Excerpt from a dataset:

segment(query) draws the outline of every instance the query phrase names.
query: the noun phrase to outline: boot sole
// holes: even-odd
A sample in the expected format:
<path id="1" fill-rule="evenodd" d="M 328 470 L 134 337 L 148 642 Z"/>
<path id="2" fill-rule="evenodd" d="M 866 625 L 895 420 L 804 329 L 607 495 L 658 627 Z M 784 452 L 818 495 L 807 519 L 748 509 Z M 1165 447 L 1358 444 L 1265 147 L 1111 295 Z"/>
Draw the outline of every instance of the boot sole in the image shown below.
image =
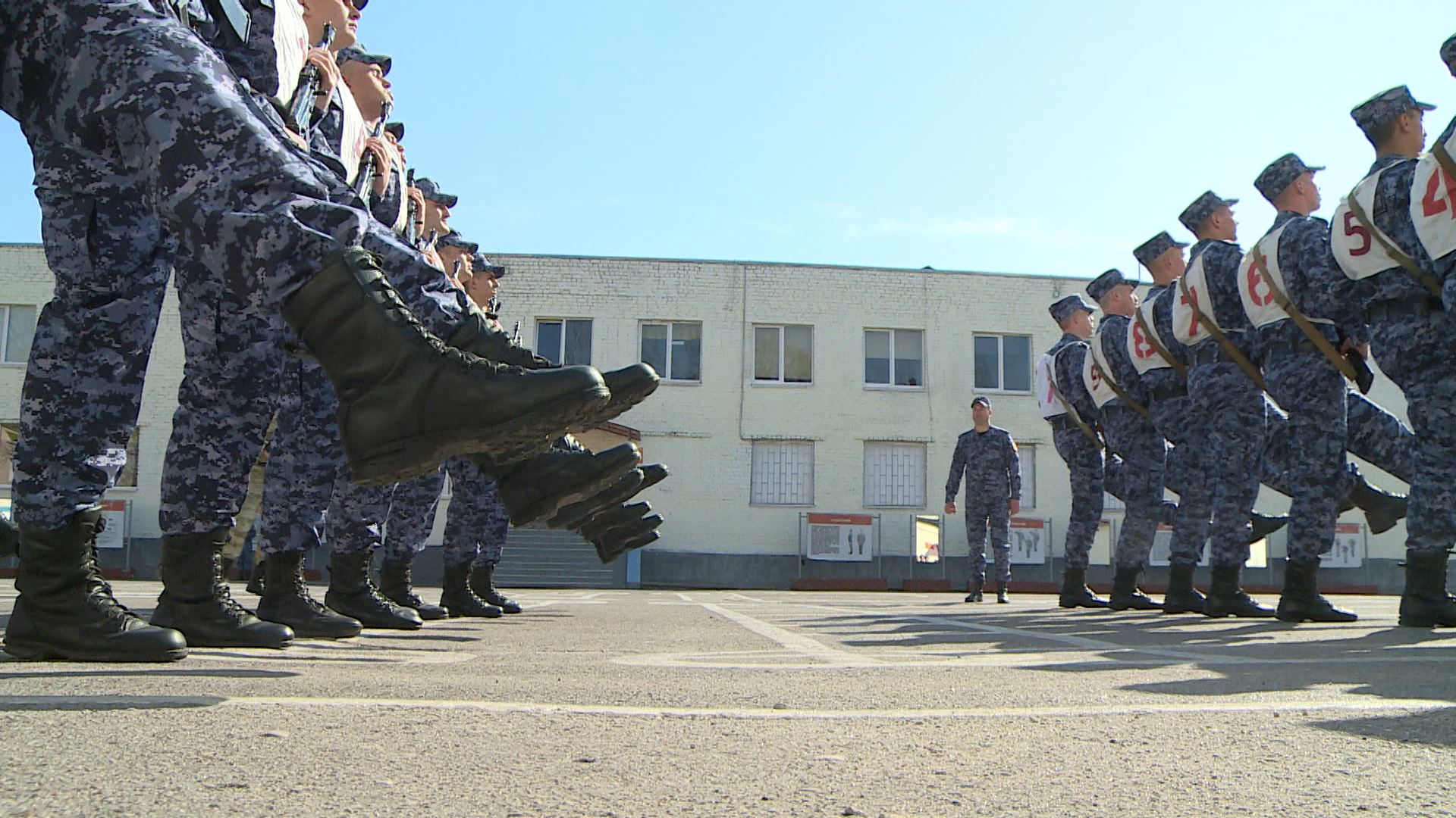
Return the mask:
<path id="1" fill-rule="evenodd" d="M 150 655 L 111 654 L 106 651 L 68 651 L 44 642 L 31 642 L 26 639 L 6 639 L 4 652 L 17 659 L 31 662 L 48 659 L 71 662 L 175 662 L 186 658 L 186 648 Z"/>
<path id="2" fill-rule="evenodd" d="M 622 482 L 622 477 L 636 469 L 638 460 L 639 454 L 636 451 L 630 451 L 623 447 L 622 453 L 613 456 L 609 463 L 603 463 L 601 470 L 587 477 L 585 482 L 577 483 L 566 492 L 546 496 L 529 504 L 521 509 L 520 520 L 517 520 L 517 515 L 513 514 L 511 524 L 520 527 L 530 525 L 531 523 L 540 523 L 547 517 L 553 517 L 558 511 L 568 505 L 582 502 L 614 488 Z"/>
<path id="3" fill-rule="evenodd" d="M 529 415 L 479 429 L 473 440 L 460 440 L 456 434 L 405 438 L 386 451 L 351 456 L 349 470 L 355 483 L 383 486 L 412 480 L 434 472 L 443 460 L 463 454 L 489 454 L 498 464 L 514 463 L 550 448 L 562 429 L 600 416 L 601 405 L 610 397 L 603 386 L 562 396 Z M 540 419 L 543 415 L 549 419 Z M 588 428 L 598 422 L 591 421 Z M 347 418 L 339 418 L 339 428 L 348 428 Z"/>

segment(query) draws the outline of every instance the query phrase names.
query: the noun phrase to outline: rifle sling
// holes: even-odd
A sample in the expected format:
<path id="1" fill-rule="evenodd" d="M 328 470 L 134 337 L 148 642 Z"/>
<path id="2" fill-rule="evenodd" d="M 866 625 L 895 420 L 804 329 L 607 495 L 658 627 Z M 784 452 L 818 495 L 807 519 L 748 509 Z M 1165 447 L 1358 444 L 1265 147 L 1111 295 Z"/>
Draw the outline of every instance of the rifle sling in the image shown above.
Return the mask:
<path id="1" fill-rule="evenodd" d="M 1315 323 L 1310 322 L 1309 317 L 1305 316 L 1305 313 L 1299 311 L 1299 307 L 1296 307 L 1289 300 L 1289 295 L 1286 295 L 1284 291 L 1280 290 L 1277 284 L 1274 284 L 1274 277 L 1270 275 L 1268 262 L 1265 262 L 1264 253 L 1259 252 L 1259 247 L 1257 245 L 1254 247 L 1254 266 L 1259 271 L 1259 275 L 1264 278 L 1264 284 L 1268 285 L 1270 293 L 1274 295 L 1274 303 L 1277 303 L 1280 309 L 1289 313 L 1289 317 L 1294 319 L 1294 323 L 1299 325 L 1299 329 L 1305 332 L 1305 335 L 1315 345 L 1315 348 L 1319 349 L 1319 352 L 1325 358 L 1329 358 L 1329 362 L 1334 364 L 1337 370 L 1340 370 L 1340 374 L 1345 376 L 1351 381 L 1357 380 L 1356 368 L 1350 364 L 1350 361 L 1347 361 L 1344 355 L 1335 351 L 1335 346 L 1329 344 L 1329 339 L 1325 338 L 1325 333 L 1319 332 Z"/>
<path id="2" fill-rule="evenodd" d="M 1223 351 L 1229 355 L 1229 358 L 1235 364 L 1239 365 L 1241 370 L 1243 370 L 1243 374 L 1249 376 L 1249 380 L 1254 381 L 1254 386 L 1259 387 L 1261 392 L 1267 392 L 1264 387 L 1264 376 L 1259 373 L 1259 368 L 1255 367 L 1254 361 L 1249 361 L 1248 357 L 1243 355 L 1243 352 L 1239 352 L 1239 348 L 1235 346 L 1232 341 L 1229 341 L 1229 336 L 1223 333 L 1223 329 L 1220 329 L 1219 325 L 1213 323 L 1213 320 L 1203 313 L 1203 309 L 1198 307 L 1198 301 L 1188 293 L 1188 282 L 1185 279 L 1182 278 L 1178 279 L 1178 290 L 1182 291 L 1184 298 L 1188 300 L 1188 306 L 1192 307 L 1192 311 L 1195 316 L 1198 316 L 1198 320 L 1201 320 L 1204 326 L 1208 327 L 1208 335 L 1211 335 L 1213 339 L 1219 342 L 1219 346 L 1223 346 Z"/>

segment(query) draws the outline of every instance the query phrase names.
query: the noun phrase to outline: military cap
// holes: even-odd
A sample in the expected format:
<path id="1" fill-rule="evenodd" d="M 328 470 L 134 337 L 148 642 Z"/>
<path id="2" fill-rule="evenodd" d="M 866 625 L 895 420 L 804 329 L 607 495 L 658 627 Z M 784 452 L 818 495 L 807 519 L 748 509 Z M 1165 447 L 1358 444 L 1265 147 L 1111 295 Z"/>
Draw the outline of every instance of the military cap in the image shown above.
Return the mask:
<path id="1" fill-rule="evenodd" d="M 1134 247 L 1133 258 L 1137 259 L 1137 263 L 1150 268 L 1153 262 L 1158 261 L 1158 256 L 1166 253 L 1174 247 L 1187 247 L 1187 246 L 1188 246 L 1187 242 L 1174 242 L 1174 237 L 1169 236 L 1166 230 L 1163 230 L 1158 236 L 1153 236 L 1152 239 Z"/>
<path id="2" fill-rule="evenodd" d="M 491 278 L 505 278 L 505 268 L 498 263 L 491 263 L 491 259 L 485 258 L 485 253 L 476 253 L 472 266 L 475 266 L 476 275 L 483 272 Z"/>
<path id="3" fill-rule="evenodd" d="M 1178 221 L 1187 227 L 1190 233 L 1197 233 L 1198 226 L 1203 224 L 1206 218 L 1213 215 L 1213 211 L 1220 207 L 1233 207 L 1236 204 L 1239 204 L 1239 199 L 1222 199 L 1216 196 L 1213 191 L 1204 191 L 1201 196 L 1194 199 L 1191 205 L 1178 214 Z"/>
<path id="4" fill-rule="evenodd" d="M 358 63 L 368 63 L 371 65 L 379 65 L 379 70 L 383 71 L 386 77 L 389 76 L 390 65 L 395 64 L 395 60 L 390 58 L 389 55 L 386 55 L 386 54 L 371 54 L 368 51 L 364 51 L 363 45 L 351 45 L 348 48 L 341 49 L 339 55 L 336 57 L 336 60 L 338 60 L 339 65 L 342 65 L 342 64 L 345 64 L 345 63 L 348 63 L 351 60 L 358 61 Z"/>
<path id="5" fill-rule="evenodd" d="M 1086 303 L 1086 298 L 1077 294 L 1067 295 L 1066 298 L 1059 298 L 1053 301 L 1047 311 L 1051 313 L 1051 320 L 1061 323 L 1072 317 L 1072 313 L 1083 310 L 1086 313 L 1095 313 L 1096 307 Z"/>
<path id="6" fill-rule="evenodd" d="M 1093 278 L 1092 282 L 1088 284 L 1088 295 L 1092 295 L 1093 301 L 1101 301 L 1104 295 L 1112 291 L 1112 288 L 1123 284 L 1134 287 L 1134 284 L 1123 275 L 1123 271 L 1114 268 Z"/>
<path id="7" fill-rule="evenodd" d="M 462 236 L 459 230 L 451 230 L 444 236 L 441 236 L 440 239 L 435 239 L 435 247 L 459 247 L 464 250 L 467 256 L 475 256 L 475 253 L 480 250 L 480 245 L 476 245 L 475 242 L 466 242 L 464 236 Z M 472 266 L 473 266 L 473 259 L 472 259 Z"/>
<path id="8" fill-rule="evenodd" d="M 1420 108 L 1421 111 L 1436 111 L 1434 105 L 1417 102 L 1415 98 L 1411 96 L 1411 89 L 1408 86 L 1396 86 L 1354 106 L 1350 111 L 1350 118 L 1356 121 L 1356 125 L 1360 125 L 1361 131 L 1369 134 L 1412 108 Z"/>
<path id="9" fill-rule="evenodd" d="M 415 186 L 419 188 L 419 194 L 424 195 L 425 199 L 432 201 L 435 204 L 454 207 L 456 204 L 460 202 L 460 196 L 441 191 L 440 185 L 435 185 L 434 179 L 424 179 L 424 178 L 415 179 Z"/>
<path id="10" fill-rule="evenodd" d="M 1293 153 L 1286 153 L 1259 173 L 1259 178 L 1254 180 L 1254 186 L 1259 191 L 1259 195 L 1273 204 L 1302 173 L 1315 173 L 1324 169 L 1324 164 L 1305 164 L 1303 159 Z"/>

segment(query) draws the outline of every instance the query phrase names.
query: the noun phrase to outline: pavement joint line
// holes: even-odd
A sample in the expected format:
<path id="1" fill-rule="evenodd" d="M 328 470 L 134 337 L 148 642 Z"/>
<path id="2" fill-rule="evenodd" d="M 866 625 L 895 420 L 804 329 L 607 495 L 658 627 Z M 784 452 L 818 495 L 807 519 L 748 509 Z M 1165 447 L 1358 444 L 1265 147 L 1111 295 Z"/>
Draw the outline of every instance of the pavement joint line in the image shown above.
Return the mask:
<path id="1" fill-rule="evenodd" d="M 52 709 L 146 709 L 146 707 L 357 707 L 357 709 L 419 709 L 475 710 L 498 715 L 565 715 L 565 716 L 623 716 L 678 719 L 740 719 L 740 720 L 923 720 L 923 719 L 1032 719 L 1032 718 L 1101 718 L 1133 715 L 1188 713 L 1374 713 L 1431 712 L 1450 709 L 1449 702 L 1430 699 L 1316 699 L 1283 702 L 1187 702 L 1187 703 L 1128 703 L 1067 707 L 927 707 L 872 710 L 814 710 L 799 707 L 642 707 L 630 704 L 572 704 L 555 702 L 483 702 L 459 699 L 323 699 L 291 696 L 0 696 L 0 713 L 6 710 Z"/>
<path id="2" fill-rule="evenodd" d="M 715 605 L 712 603 L 699 603 L 699 604 L 709 613 L 715 613 L 745 630 L 763 636 L 764 639 L 772 639 L 773 642 L 778 642 L 786 649 L 799 654 L 802 656 L 820 659 L 831 665 L 881 664 L 879 659 L 862 656 L 852 651 L 840 651 L 836 648 L 830 648 L 817 639 L 794 633 L 792 630 L 779 627 L 778 624 L 770 624 L 767 622 L 763 622 L 761 619 L 754 619 L 741 611 L 729 610 L 722 605 Z"/>

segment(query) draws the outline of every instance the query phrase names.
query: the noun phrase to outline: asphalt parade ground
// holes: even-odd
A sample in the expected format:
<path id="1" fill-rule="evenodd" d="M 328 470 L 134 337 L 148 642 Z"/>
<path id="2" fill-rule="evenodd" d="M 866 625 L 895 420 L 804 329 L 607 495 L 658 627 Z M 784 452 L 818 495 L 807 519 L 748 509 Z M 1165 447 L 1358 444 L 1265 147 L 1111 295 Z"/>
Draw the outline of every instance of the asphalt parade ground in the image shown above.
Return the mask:
<path id="1" fill-rule="evenodd" d="M 515 597 L 287 651 L 0 661 L 0 815 L 1456 815 L 1456 630 L 1396 627 L 1395 597 L 1341 597 L 1345 626 Z"/>

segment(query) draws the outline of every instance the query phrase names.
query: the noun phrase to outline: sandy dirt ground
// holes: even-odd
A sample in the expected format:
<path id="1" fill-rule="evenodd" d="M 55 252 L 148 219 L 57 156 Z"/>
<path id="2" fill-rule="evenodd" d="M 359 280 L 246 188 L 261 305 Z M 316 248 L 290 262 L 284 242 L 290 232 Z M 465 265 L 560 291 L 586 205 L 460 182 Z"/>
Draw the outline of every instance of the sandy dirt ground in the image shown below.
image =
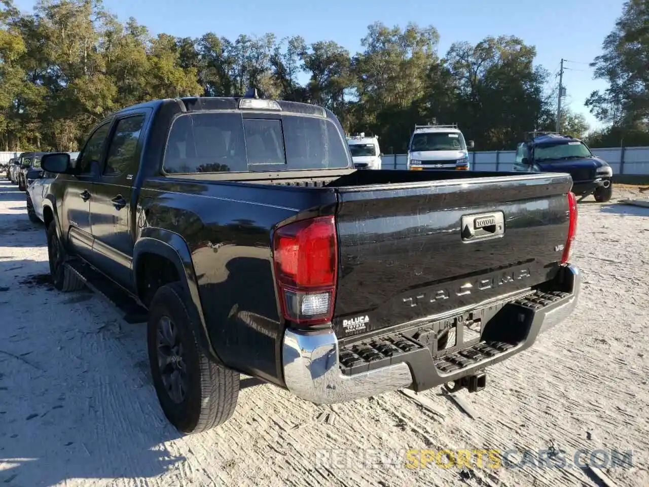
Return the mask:
<path id="1" fill-rule="evenodd" d="M 0 485 L 607 485 L 572 464 L 580 448 L 631 451 L 633 466 L 599 471 L 649 485 L 649 209 L 615 203 L 634 194 L 580 204 L 576 312 L 489 369 L 487 389 L 459 393 L 472 418 L 440 389 L 321 407 L 244 378 L 229 422 L 184 437 L 158 406 L 145 327 L 49 286 L 43 229 L 2 180 Z M 567 465 L 409 468 L 413 449 L 563 451 Z"/>

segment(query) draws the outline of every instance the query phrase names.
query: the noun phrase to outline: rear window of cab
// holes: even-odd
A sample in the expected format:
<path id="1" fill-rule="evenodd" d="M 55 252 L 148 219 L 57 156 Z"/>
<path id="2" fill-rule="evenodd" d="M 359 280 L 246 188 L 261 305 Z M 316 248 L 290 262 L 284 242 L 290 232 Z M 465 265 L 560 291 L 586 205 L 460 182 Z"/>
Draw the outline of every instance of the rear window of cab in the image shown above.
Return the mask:
<path id="1" fill-rule="evenodd" d="M 236 112 L 182 114 L 173 121 L 163 169 L 168 174 L 347 168 L 347 142 L 328 119 Z"/>

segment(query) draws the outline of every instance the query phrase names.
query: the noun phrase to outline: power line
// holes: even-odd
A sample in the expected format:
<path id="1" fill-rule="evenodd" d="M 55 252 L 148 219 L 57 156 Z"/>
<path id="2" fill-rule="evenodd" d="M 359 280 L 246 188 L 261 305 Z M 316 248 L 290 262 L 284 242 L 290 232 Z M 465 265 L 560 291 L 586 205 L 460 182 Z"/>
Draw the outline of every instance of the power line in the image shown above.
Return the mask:
<path id="1" fill-rule="evenodd" d="M 583 61 L 569 61 L 567 59 L 564 59 L 563 62 L 572 62 L 572 63 L 574 63 L 575 64 L 591 64 L 589 62 L 584 62 Z M 567 68 L 566 68 L 566 69 L 567 69 Z"/>
<path id="2" fill-rule="evenodd" d="M 556 131 L 561 131 L 561 96 L 563 95 L 563 58 L 561 58 L 561 67 L 559 71 L 559 96 L 557 99 L 557 128 Z"/>

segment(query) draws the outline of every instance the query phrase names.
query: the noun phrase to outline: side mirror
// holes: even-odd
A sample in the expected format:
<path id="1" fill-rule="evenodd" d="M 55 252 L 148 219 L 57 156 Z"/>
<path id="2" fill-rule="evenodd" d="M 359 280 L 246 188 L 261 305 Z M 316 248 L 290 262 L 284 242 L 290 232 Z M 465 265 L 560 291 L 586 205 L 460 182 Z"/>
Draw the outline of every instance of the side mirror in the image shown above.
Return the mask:
<path id="1" fill-rule="evenodd" d="M 41 158 L 41 168 L 48 173 L 71 174 L 74 169 L 70 165 L 70 155 L 67 152 L 53 152 Z"/>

## What is expected
Output the lines as a numbered list, starting with the first line of the excerpt and going on through the line with "529 415 L 479". Skip blank lines and leave the pictures out.

## Task result
1. segment(query) draws the outline of every instance the query phrase names.
2. query: the noun phrase to outline: boot sole
3. // holes: even-odd
4. A sample in the expected format:
5. <path id="1" fill-rule="evenodd" d="M 328 470 L 134 337 L 148 642 Z"/>
6. <path id="2" fill-rule="evenodd" d="M 866 625 L 895 420 L 804 329 L 607 495 L 658 627 Z M 784 452 L 818 495 L 807 519 L 748 509 Z M 1165 447 L 1358 444 L 1265 147 L 1111 295 Z"/>
7. Draw the outline of every instance of the boot sole in the image shown below.
8. image =
9. Return the mask:
10. <path id="1" fill-rule="evenodd" d="M 150 655 L 111 654 L 106 651 L 68 651 L 44 642 L 31 642 L 26 639 L 6 639 L 4 652 L 17 659 L 31 662 L 48 659 L 71 662 L 175 662 L 186 658 L 186 648 Z"/>
11. <path id="2" fill-rule="evenodd" d="M 622 482 L 622 477 L 636 469 L 638 460 L 639 454 L 636 451 L 630 451 L 623 447 L 622 453 L 613 456 L 609 463 L 603 463 L 601 470 L 587 477 L 585 482 L 577 483 L 566 492 L 546 496 L 529 504 L 521 509 L 520 520 L 517 520 L 517 515 L 513 514 L 511 524 L 520 527 L 530 525 L 531 523 L 540 523 L 547 517 L 553 517 L 558 511 L 568 505 L 582 502 L 614 488 Z"/>
12. <path id="3" fill-rule="evenodd" d="M 529 415 L 479 429 L 473 440 L 460 440 L 456 434 L 405 438 L 386 451 L 351 456 L 349 470 L 355 483 L 383 486 L 412 480 L 434 472 L 443 460 L 463 454 L 489 454 L 498 464 L 514 463 L 550 448 L 562 429 L 600 416 L 601 405 L 610 397 L 603 386 L 562 396 Z M 540 419 L 543 415 L 549 419 Z M 588 428 L 598 422 L 591 421 Z M 347 418 L 339 418 L 339 428 L 348 428 Z"/>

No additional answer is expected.